[Start of TEXT SHOWN]
Not a fan of Breck myself. Of course if it was in Breck, Copper, Keystone, Vail, Loveland, Beaver Creek, Arapahoe Basin, Winterpark, Berthoud Pass are all within a reasonable distance from there. Still, I think the $$$ to good deal equation isn't really there. Not a lot of great deals to be had unless you have a season pass.


----------



## DrGreeNThumB420 (Aug 19, 2007)

yeah it would be $$ in breck even tho i would just stay at my place and drive there if we did decide to meet in summit county so if thats what everyone would want fine with me.....couldnt see my self pickin breck keystone abasin copper over loveland tho


----------



## Grimdog (Oct 13, 2007)

I would consider flying into SLC or what about the Seattle area? Would that be a consideration?


----------



## Guest (Aug 19, 2008)

I like Breck because Keystone is only 20 - 30 min away and they offer night riding so Riding early staying up till 9pm so its not to bad.


----------



## killclimbz (Aug 10, 2007)

Grimdog said:


> I would consider flying into SLC or what about the Seattle area? Would that be a consideration?


I would love to go there (and probably will this season), but the running consensus from locals is that it's not a great place for this sort of thing. I guess lodging isn't great and snow can range from bullet proof to waste deep pow. Hmmm sounds like anywhere else to me. Flights to Washington from DIA are relatively cheap, so I could be down for that.


----------



## Mr. Right (Sep 27, 2007)

DrGreeNThumB420 said:


> breck blows


Yup. If we do this at Breck, Vail, Beaver Creek, Copper Mountain or Keystone I'm not even gonna go haha. We are looking to go where people won't be in line all day, we want to ride. Who wants to fly here from Canada to stand in line for 30 minutes at Breck and only get 5 runs in a day?


----------



## kri$han (Feb 24, 2007)

killclimbz said:


> We stayed north of SLC three years ago, right down the road from Powder Mountain and Snobasin. Less crowds there and just fantastic snow. Not a bad option at all imo. Liquor laws suck there, so those who drive plan on bringing a ton of B E E R. If that turns out to be the choice of course...


No offense to any other members here, but I think the primary concern is to find one person to champion this meet... make executive decisions and book the thing.

I nominate climbz for this cuz it seems like he knows all the major resorts and has experience with this type of big trip planning.
[End of TEXT SHOWN]
[Start of SUPPLIED RECORDS]
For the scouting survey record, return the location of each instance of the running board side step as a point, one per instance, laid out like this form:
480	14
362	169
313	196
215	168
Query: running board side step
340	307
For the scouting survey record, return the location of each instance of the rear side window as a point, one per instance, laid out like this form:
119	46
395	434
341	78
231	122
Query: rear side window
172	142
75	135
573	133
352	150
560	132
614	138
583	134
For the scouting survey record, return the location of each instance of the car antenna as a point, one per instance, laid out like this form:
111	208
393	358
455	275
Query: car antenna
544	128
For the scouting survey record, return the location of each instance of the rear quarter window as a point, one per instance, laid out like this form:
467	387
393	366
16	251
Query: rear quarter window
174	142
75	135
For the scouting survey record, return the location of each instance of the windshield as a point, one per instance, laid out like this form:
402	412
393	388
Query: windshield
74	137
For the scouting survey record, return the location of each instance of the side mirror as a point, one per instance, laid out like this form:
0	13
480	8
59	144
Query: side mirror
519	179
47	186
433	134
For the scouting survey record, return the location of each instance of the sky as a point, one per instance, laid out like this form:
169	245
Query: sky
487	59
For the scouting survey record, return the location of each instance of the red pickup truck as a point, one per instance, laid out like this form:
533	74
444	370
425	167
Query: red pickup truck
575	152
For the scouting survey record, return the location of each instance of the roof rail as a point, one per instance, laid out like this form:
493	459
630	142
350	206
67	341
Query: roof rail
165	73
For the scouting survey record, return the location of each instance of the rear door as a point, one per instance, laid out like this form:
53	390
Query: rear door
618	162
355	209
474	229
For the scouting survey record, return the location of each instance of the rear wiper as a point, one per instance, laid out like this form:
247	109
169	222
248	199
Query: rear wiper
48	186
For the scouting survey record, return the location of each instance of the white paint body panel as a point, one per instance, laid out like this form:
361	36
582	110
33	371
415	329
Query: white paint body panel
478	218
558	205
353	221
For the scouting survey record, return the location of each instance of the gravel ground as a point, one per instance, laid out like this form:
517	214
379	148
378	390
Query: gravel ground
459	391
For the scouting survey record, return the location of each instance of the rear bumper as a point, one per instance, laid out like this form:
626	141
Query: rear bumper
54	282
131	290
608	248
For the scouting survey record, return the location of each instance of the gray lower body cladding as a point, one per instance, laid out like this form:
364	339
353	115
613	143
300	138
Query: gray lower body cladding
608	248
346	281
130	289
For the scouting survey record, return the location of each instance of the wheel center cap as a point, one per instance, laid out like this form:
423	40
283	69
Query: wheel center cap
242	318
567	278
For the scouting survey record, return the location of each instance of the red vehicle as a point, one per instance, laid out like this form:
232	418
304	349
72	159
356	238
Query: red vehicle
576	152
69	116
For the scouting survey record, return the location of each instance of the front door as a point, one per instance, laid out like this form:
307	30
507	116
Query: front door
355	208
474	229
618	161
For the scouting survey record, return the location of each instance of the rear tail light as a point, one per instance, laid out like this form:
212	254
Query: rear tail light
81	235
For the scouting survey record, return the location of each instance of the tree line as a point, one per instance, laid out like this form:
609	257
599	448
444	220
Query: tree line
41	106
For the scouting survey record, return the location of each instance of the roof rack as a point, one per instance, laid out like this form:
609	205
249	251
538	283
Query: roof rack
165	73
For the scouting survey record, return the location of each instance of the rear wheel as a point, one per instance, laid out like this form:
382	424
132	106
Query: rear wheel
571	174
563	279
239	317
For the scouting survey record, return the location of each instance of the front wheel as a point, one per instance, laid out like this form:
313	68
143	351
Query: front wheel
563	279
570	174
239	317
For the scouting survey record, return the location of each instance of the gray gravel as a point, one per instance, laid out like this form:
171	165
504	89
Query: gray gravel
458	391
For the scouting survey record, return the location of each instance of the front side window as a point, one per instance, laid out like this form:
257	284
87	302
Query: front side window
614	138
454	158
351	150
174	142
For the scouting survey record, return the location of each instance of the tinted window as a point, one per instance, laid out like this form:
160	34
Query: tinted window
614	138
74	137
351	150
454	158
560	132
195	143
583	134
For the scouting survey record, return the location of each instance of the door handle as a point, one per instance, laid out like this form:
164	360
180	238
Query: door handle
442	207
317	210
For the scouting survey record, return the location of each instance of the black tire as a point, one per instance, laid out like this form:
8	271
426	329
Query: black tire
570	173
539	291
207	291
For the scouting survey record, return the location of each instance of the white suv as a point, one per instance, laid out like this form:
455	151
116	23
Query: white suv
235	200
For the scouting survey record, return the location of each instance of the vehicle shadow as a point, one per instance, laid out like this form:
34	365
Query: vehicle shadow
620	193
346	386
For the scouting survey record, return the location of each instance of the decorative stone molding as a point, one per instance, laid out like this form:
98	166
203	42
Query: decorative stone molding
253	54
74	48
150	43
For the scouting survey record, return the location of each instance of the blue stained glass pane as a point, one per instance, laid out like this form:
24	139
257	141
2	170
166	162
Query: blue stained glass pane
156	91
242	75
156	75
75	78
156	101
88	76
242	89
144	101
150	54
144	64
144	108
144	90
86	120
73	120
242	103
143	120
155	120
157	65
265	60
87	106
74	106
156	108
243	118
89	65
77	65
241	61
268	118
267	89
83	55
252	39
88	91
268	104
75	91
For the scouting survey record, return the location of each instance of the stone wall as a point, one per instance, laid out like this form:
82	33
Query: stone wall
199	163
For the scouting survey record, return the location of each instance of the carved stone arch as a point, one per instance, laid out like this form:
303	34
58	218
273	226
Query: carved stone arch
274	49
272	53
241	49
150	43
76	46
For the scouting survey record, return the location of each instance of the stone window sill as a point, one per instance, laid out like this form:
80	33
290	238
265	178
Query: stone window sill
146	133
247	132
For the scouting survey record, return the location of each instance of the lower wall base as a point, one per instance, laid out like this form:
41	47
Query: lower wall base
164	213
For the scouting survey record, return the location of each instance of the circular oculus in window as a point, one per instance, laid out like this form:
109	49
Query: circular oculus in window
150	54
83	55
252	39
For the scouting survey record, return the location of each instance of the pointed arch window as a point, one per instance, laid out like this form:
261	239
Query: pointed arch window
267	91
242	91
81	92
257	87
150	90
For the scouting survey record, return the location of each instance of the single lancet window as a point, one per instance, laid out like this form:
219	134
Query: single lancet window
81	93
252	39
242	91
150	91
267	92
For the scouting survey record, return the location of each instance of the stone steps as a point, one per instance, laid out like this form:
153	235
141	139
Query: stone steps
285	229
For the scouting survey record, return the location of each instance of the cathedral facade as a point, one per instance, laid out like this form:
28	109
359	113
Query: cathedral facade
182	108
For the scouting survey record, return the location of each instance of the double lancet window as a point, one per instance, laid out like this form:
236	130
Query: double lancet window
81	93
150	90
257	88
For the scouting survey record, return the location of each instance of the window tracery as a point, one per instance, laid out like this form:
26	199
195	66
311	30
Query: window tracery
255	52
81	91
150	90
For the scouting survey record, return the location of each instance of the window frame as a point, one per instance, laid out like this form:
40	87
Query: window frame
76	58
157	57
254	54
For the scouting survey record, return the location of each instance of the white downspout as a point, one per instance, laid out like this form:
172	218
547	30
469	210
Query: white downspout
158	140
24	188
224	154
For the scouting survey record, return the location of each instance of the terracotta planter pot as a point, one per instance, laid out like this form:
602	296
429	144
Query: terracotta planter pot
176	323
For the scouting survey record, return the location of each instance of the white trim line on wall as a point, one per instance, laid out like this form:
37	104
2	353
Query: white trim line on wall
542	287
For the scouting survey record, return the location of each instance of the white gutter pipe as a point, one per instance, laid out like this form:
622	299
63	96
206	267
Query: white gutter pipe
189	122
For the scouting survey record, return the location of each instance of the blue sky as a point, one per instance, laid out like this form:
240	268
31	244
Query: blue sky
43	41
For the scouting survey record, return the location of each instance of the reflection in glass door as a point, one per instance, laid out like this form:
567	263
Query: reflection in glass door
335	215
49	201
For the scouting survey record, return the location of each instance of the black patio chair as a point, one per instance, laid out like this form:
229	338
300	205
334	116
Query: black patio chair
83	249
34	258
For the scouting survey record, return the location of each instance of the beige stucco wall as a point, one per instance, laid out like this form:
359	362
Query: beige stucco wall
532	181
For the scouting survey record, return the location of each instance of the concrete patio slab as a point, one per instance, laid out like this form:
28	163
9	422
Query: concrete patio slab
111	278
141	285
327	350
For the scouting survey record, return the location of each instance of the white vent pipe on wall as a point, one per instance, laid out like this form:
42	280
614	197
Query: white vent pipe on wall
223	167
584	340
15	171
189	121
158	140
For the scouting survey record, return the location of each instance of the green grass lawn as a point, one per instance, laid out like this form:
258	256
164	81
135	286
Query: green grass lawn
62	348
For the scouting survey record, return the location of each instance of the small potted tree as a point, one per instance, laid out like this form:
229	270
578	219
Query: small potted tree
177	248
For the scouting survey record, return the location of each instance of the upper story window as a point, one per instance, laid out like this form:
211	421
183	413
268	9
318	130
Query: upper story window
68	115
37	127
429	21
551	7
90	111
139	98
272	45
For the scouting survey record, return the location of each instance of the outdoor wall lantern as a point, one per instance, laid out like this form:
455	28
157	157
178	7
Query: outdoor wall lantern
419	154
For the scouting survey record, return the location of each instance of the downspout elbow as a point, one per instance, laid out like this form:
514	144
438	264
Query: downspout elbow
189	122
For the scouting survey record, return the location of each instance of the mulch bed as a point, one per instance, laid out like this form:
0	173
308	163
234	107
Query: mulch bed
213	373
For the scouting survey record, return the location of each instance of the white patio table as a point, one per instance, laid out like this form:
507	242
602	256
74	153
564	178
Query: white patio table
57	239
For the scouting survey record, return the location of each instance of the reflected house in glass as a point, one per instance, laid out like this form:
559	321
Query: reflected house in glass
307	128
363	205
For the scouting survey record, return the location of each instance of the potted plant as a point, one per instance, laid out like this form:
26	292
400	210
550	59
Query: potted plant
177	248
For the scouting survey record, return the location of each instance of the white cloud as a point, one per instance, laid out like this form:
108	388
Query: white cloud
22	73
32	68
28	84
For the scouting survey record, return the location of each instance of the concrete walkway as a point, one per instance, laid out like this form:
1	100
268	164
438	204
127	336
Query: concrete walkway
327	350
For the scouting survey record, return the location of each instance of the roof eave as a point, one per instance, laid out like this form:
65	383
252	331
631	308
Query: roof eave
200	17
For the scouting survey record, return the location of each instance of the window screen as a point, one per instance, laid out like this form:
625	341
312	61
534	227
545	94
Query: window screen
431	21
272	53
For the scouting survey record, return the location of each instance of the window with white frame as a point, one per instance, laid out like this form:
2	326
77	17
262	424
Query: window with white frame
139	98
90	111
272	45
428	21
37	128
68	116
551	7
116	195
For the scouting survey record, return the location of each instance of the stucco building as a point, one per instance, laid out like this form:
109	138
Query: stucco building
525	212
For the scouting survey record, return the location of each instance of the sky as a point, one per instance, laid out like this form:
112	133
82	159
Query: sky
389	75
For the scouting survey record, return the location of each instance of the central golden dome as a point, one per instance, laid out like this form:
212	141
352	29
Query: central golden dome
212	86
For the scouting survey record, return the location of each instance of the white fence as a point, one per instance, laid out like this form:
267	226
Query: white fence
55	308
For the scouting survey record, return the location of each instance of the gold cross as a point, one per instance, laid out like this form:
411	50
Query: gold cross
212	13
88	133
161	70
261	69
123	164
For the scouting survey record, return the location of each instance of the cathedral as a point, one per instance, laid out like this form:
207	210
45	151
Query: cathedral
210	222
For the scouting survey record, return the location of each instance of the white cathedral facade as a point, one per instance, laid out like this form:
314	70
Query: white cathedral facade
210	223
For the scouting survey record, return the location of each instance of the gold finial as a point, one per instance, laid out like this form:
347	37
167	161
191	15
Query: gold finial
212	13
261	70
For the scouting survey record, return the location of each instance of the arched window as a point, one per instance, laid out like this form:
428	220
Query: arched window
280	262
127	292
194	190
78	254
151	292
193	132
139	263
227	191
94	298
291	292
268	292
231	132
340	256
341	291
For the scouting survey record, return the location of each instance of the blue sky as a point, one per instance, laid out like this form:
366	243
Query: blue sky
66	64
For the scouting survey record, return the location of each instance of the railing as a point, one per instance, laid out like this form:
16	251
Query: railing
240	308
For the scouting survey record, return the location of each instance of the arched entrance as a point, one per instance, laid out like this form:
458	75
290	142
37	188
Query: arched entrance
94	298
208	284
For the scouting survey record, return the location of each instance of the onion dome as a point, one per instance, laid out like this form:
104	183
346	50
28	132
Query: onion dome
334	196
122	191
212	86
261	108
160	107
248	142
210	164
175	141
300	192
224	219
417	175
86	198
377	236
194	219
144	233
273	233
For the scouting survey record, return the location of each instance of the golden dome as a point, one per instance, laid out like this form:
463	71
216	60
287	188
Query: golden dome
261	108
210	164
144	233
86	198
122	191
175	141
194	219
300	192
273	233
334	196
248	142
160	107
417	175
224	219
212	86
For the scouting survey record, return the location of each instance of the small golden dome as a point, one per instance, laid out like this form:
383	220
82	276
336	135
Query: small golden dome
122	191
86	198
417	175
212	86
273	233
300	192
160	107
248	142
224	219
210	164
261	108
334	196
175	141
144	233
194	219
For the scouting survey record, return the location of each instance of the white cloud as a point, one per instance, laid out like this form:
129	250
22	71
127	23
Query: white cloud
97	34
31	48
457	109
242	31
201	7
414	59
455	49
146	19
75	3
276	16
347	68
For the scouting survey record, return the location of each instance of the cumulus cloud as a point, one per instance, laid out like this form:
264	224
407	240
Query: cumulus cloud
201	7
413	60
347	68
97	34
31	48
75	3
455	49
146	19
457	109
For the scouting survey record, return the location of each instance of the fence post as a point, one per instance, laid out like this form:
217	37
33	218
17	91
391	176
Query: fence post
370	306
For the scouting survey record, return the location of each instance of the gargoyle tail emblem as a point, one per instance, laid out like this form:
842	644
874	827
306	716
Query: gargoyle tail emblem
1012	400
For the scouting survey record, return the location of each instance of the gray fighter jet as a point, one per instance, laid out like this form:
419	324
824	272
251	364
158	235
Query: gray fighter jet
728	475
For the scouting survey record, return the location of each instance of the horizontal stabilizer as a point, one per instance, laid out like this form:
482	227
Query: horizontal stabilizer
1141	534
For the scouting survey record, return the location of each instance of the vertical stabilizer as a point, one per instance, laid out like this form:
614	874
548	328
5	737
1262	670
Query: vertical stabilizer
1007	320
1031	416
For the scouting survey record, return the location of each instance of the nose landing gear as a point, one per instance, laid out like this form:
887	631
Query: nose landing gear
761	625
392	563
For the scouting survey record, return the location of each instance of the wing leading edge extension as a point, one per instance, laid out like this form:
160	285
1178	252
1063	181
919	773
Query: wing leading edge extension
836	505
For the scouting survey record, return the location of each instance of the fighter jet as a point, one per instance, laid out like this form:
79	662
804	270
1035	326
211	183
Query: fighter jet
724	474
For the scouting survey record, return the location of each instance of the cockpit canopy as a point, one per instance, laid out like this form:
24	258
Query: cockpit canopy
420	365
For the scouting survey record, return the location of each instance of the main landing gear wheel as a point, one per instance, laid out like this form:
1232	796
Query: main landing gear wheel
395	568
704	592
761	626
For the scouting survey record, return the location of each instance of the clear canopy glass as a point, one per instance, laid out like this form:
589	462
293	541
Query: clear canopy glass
[End of SUPPLIED RECORDS]
## TASK PROMPT
Repeat the ski trip thread word for word, beginning at the words "No offense to" and stopping after "big trip planning.".

## REPLY TO THE EXERCISE
No offense to any other members here, but I think the primary concern is to find one person to champion this meet... make executive decisions and book the thing.

I nominate climbz for this cuz it seems like he knows all the major resorts and has experience with this type of big trip planning.